[BEGIN]

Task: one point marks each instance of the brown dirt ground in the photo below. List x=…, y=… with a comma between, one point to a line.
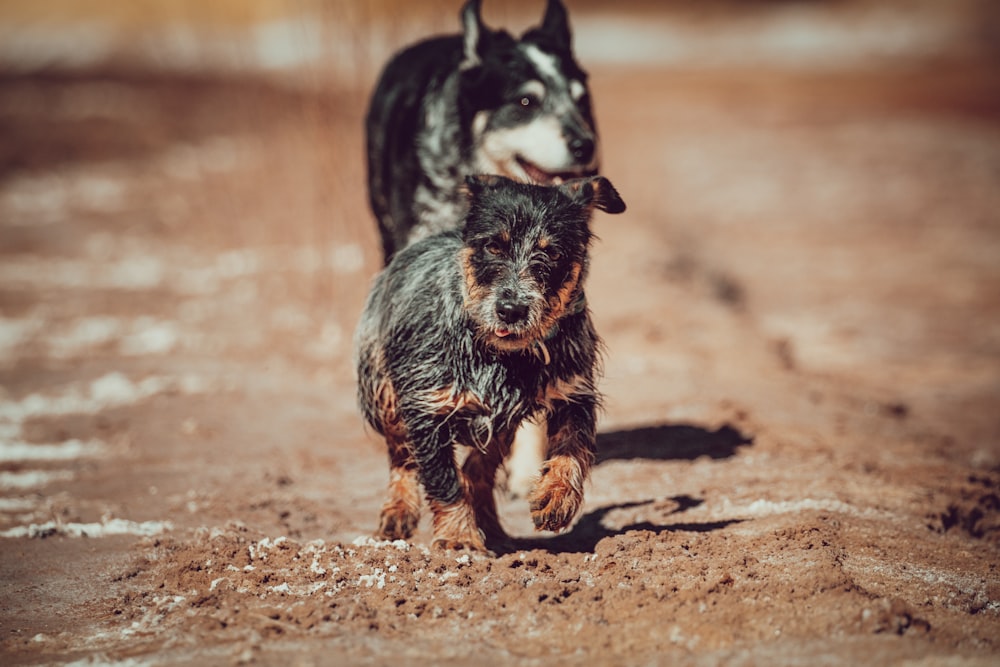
x=799, y=458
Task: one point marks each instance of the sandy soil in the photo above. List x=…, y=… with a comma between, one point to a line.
x=799, y=459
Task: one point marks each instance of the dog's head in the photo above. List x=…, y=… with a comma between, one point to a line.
x=525, y=254
x=526, y=100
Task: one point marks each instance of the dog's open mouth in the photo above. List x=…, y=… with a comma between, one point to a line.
x=539, y=176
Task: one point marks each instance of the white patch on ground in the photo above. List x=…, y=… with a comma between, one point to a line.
x=103, y=529
x=30, y=479
x=763, y=508
x=42, y=199
x=64, y=451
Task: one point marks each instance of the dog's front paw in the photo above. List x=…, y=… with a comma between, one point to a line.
x=455, y=527
x=558, y=495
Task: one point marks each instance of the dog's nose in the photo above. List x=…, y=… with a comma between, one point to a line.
x=582, y=149
x=511, y=311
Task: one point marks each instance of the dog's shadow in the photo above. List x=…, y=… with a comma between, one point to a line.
x=661, y=443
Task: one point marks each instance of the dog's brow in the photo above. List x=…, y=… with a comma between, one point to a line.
x=544, y=63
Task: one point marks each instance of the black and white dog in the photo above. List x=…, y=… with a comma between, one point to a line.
x=480, y=102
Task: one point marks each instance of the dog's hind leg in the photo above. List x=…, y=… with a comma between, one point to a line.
x=526, y=456
x=401, y=511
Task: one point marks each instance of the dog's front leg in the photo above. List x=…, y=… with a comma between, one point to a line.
x=558, y=495
x=449, y=493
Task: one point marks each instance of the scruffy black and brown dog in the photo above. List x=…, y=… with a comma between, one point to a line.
x=469, y=332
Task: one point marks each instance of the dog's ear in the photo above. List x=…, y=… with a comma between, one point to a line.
x=472, y=28
x=595, y=191
x=555, y=25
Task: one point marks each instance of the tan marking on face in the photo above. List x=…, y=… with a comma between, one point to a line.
x=559, y=302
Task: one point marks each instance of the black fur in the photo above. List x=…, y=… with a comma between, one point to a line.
x=444, y=108
x=443, y=358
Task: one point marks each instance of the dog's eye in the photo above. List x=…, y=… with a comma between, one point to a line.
x=493, y=248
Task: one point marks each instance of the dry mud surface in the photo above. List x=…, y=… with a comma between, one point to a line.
x=799, y=459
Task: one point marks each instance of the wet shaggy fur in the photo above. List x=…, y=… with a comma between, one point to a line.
x=468, y=333
x=477, y=102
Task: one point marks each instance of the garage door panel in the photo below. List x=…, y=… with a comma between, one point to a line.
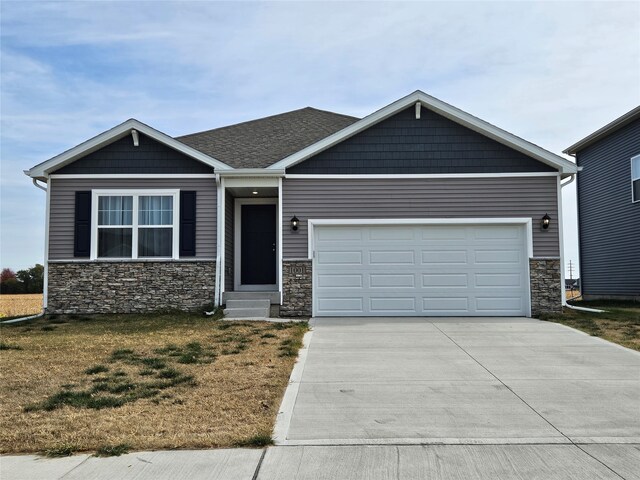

[END]

• _Short problem_
Copy the records above word for word, leaving the pictures out of your copy.

• _The response_
Task: one point marks each instance of the brown dirt ground in the photo below. List x=…, y=… with a comma between, one point to a line.
x=799, y=458
Task: one point marks each instance of the sandy soil in the photo above. List x=…, y=… with a comma between, one point to a line.
x=799, y=459
Task: one point marks each instance of the dog's head in the photo above. List x=…, y=… with a comma between, one point to a line.
x=525, y=254
x=526, y=100
Task: one point marks each instance of the dog's open mouth in the photo above. List x=…, y=… with a comma between, one point to a line.
x=539, y=176
Task: one point marks each instance of the white patch on ground in the photo above. List x=…, y=… with a comma between, one point to a line.
x=103, y=529
x=30, y=479
x=763, y=508
x=42, y=199
x=64, y=451
Task: one point marks each instance of the dog's front paw in the photo above. List x=…, y=… with a comma between, one point to a line.
x=455, y=527
x=558, y=495
Task: one point marks each instance of the dog's nose in the photo above. List x=…, y=… with a comma between, one point to a line.
x=582, y=149
x=511, y=311
Task: one point marks each instance of the dog's shadow in the photo above. List x=…, y=… with a comma between, one point to a line.
x=661, y=443
Task: one point marks each instance of the dog's brow in the photo above. List x=…, y=… with a comma between, one point to a line.
x=544, y=63
Task: one point marks each instance of the black and white dog in the photo above. List x=…, y=… with a comma between, one point to a line.
x=480, y=102
Task: one point marks each instance of the dog's hind leg in the photo above. List x=…, y=… with a comma between, one point to a line.
x=526, y=456
x=401, y=511
Task: one point marks each instance of the dog's front leg in the photo above. List x=…, y=… with a comma between, one point to a line.
x=558, y=495
x=449, y=493
Task: one point marks each instance of the scruffy black and brown dog in the photo above. List x=…, y=… with a comma between, one point to a line.
x=469, y=332
Task: one point marks each instance of the dog's ear in the photo above. List x=…, y=… with a comma between, one point to a line.
x=472, y=28
x=595, y=191
x=555, y=25
Task: one point marks each instance of the tan marking on face in the photo above. List x=…, y=… with a comma between, one point to a line.
x=559, y=302
Task: one point marks each instance of the black fur in the photo above. List x=…, y=… with a comma between, one point to a line.
x=444, y=108
x=443, y=358
Task: one point marks each instance of the dog's eye in the photo above. List x=…, y=… with a comma between, one point to a line.
x=493, y=248
Task: one point marks each instance of the dry mud surface in the photo above. List x=…, y=… with a comma between, one point to a line.
x=799, y=459
Task: one point marks each instance of the wet shaggy fur in the photo above. List x=…, y=… with a comma between, one point to a line.
x=468, y=333
x=477, y=102
Task: one point marks each instance of the garage door panel in the photo below. List x=…, y=… with a comma between, one point to a line.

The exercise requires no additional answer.